- **SELECTION**:
I just want to clarify something: 
Certain accents sound pretty cool if that's your REAL accent (such as Russian (Slavic) accent, particularly for guys).  
But faking it is not cool! Why would you want to do that?  For a native English speaker to put on a fake Russian accent is...... a bit eccentric. I'd strongly recommend against this idea unless it was for a role in film/theatre. 
What precisely do you plan to say when someone asks where in Russia you're from.... or switches to Russian while you are speaking with them?

----------


## Russian

Imitating the speech is a good idea, probably the best one to learn to speak without the accent.

----------


## Medved

> They can't say æ as in "can" so use short e instead
> Zey vi:l sey He is a bet men for He is a bad man. 
> Russian also lacks the nasal velars ng and nk, so for "thinking" you will get "thin-kin".

 Honestly saying, It will sound like "Seen"-"keen"  ::

----------


## Чайковская

Actually, I think it's a pretty good idea to learn the accent that way... the same as when I wanted to learn how to use Cyrillic letters, I practiced by writing English words in Cyrillic spelling- and that was quite helpful.  So I do really like listening to Russians speak English with a heavy accent, because it helps me get used to the pronunciation, without having to concentrate so much on trying to understand exactly what it is they are saying.  For this reason I occasionally practice speaking my own English just with a faux Russian accent- that way it's easier to 'wrap my mind around' how pronunciation works.  This method has its faults, of course, but it does help me a little.

----------


## Dogboy182

I think you have to not be a noob.

----------


## Ricochet

I've found native Russians have trouble with w's. 
Work
Wrench

----------


## Gollandski Yozh

I'd suggest you watch a James Bond movie, or any Western movie with Russian bad guys really, for some nice, over the top examples.  
When I think about a Russian accent, I always think of Брат 2.   ::   
"I want Russian prostitute - Marilyn."
"Ben, Ben? Это Данила. I need help." 
"Thank you very much... Вот уроды!"

----------


## BappaBa

Red Alert 2   ::    http://www.youtube.com/watch?v=AtwDee-OnNo

----------


## it-ogo

> Red Alert 2     http://www.youtube.com/watch?v=AtwDee-OnNo

 Yep, this is a Russian accent. Strongly exaggerated but still genuine.

----------


## Demonic_Duck

remember to pronounce "h" as the "ch" in "loch" or "Bach".

----------


## Vincent Tailors

think and that are not zink and zet in Russian, that's too French.

[Extracted data entries]

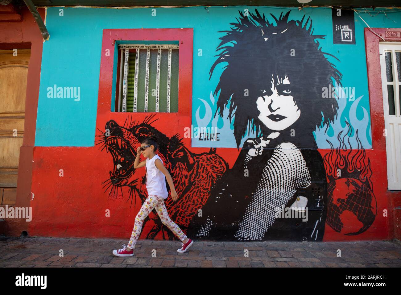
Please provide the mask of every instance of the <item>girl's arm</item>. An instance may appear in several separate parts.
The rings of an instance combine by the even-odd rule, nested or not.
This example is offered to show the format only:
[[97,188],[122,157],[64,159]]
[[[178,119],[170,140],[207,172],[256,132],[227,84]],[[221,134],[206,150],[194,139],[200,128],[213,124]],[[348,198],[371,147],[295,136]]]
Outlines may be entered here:
[[140,147],[136,149],[136,157],[135,157],[135,161],[134,162],[134,168],[135,169],[143,167],[146,165],[146,160],[140,163],[139,162],[139,158],[141,156],[140,149],[141,148]]
[[171,175],[160,159],[156,159],[154,161],[154,165],[166,176],[166,179],[167,180],[167,182],[168,183],[168,185],[170,185],[170,189],[171,190],[171,197],[173,201],[175,201],[178,199],[178,195],[174,187],[174,183],[173,182],[173,179],[171,178]]

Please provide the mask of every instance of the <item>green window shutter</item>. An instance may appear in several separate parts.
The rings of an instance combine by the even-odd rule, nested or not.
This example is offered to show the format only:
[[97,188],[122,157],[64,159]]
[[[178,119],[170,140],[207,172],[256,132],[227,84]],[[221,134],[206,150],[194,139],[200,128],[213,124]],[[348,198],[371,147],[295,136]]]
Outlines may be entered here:
[[[134,111],[134,100],[135,75],[135,49],[130,52],[128,60],[127,87],[126,112]],[[157,49],[151,49],[149,58],[149,92],[148,97],[148,112],[156,112]],[[170,112],[178,112],[178,49],[171,50],[171,72],[170,77]],[[138,69],[137,110],[145,111],[145,75],[146,73],[146,49],[139,50],[139,66]],[[167,79],[168,49],[162,49],[161,52],[160,73],[159,82],[159,112],[167,111]]]

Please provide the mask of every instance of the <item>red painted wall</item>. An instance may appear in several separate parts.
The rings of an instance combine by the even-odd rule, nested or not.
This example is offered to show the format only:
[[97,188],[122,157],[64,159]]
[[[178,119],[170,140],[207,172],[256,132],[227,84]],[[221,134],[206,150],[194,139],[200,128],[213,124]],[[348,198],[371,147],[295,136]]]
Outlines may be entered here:
[[[30,49],[28,71],[25,102],[24,139],[20,153],[15,206],[29,207],[32,178],[33,146],[35,142],[36,115],[38,109],[39,85],[43,39],[40,30],[30,12],[26,7],[21,8],[21,21],[0,22],[0,49]],[[38,11],[44,19],[45,11]],[[28,222],[24,220],[5,220],[5,233],[19,236],[28,230]]]
[[[395,29],[394,29],[395,30]],[[399,29],[397,29],[399,30]],[[375,31],[384,34],[384,29]],[[115,40],[180,40],[179,110],[178,113],[158,113],[158,120],[152,125],[169,136],[182,130],[191,124],[192,31],[192,29],[146,29],[105,30],[103,31],[102,52],[110,49],[110,56],[102,55],[101,62],[96,128],[104,130],[105,124],[113,120],[123,125],[126,114],[110,112],[112,77]],[[383,240],[399,238],[400,228],[394,227],[400,218],[400,194],[387,191],[385,142],[384,129],[378,37],[365,30],[368,76],[369,80],[373,148],[367,150],[373,173],[371,180],[377,201],[377,214],[372,226],[366,232],[356,236],[345,236],[326,226],[324,240]],[[137,113],[133,118],[142,121],[146,115]],[[174,128],[170,128],[171,124]],[[97,134],[98,133],[97,132]],[[190,139],[184,138],[186,146],[194,153],[207,152],[209,149],[190,148]],[[324,156],[329,150],[320,150]],[[231,167],[237,159],[238,151],[234,149],[217,149],[217,153]],[[97,146],[93,147],[40,147],[34,149],[33,177],[31,191],[34,198],[30,202],[33,219],[28,232],[31,236],[79,237],[115,237],[128,238],[135,216],[141,204],[130,207],[127,202],[128,189],[123,188],[124,197],[119,191],[109,196],[101,183],[108,177],[112,165],[111,157]],[[64,176],[59,176],[62,169]],[[144,173],[144,170],[142,172]],[[106,216],[106,210],[110,217]],[[383,210],[388,217],[383,216]],[[350,216],[347,224],[355,221]],[[398,219],[397,220],[397,219]],[[144,229],[143,238],[150,229],[148,223]],[[17,231],[14,233],[17,232]],[[162,238],[160,234],[156,237]]]

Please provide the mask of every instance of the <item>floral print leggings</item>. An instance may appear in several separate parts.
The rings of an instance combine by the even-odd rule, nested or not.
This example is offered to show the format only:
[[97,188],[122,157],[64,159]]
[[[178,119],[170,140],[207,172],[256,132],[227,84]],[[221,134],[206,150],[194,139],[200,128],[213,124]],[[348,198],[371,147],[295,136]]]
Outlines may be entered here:
[[181,242],[186,238],[187,237],[185,234],[168,216],[167,210],[166,208],[166,205],[164,205],[164,199],[160,196],[150,195],[145,200],[139,212],[136,215],[134,229],[132,230],[132,234],[127,247],[130,249],[135,248],[136,241],[142,230],[142,225],[144,220],[155,208],[156,212],[163,224],[170,229],[170,230],[180,239]]

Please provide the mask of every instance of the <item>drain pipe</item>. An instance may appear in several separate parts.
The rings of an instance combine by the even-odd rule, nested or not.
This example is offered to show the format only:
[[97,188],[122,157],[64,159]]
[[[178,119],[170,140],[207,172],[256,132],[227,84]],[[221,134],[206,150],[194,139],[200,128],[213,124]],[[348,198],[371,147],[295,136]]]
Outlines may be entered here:
[[24,2],[26,4],[28,9],[30,11],[30,13],[32,14],[34,18],[36,20],[36,22],[38,24],[38,26],[39,26],[39,29],[41,30],[41,33],[42,33],[42,35],[43,36],[43,41],[47,41],[49,39],[50,36],[49,35],[49,32],[47,31],[46,26],[45,25],[45,23],[43,22],[37,9],[36,9],[36,7],[35,7],[31,0],[24,0]]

- **WHAT YOU WILL DO**:
1/ In the forum thread, how is the letter "h" to be pronounced?
2/ Transcribe the portion of the forum thread starting with "Imitating the speech" and going on through "is a bad man.".
The data have no connection to the forum thread.

- **LIST OF SOLUTIONS**:
1/ As the "ch" in "loch" or "Bach".

2/
Imitating the speech is a good idea, probably the best one to learn to speak without the accent.

----------


## Medved

> They can't say æ as in "can" so use short e instead
> Zey vi:l sey He is a bet men for He is a bad man.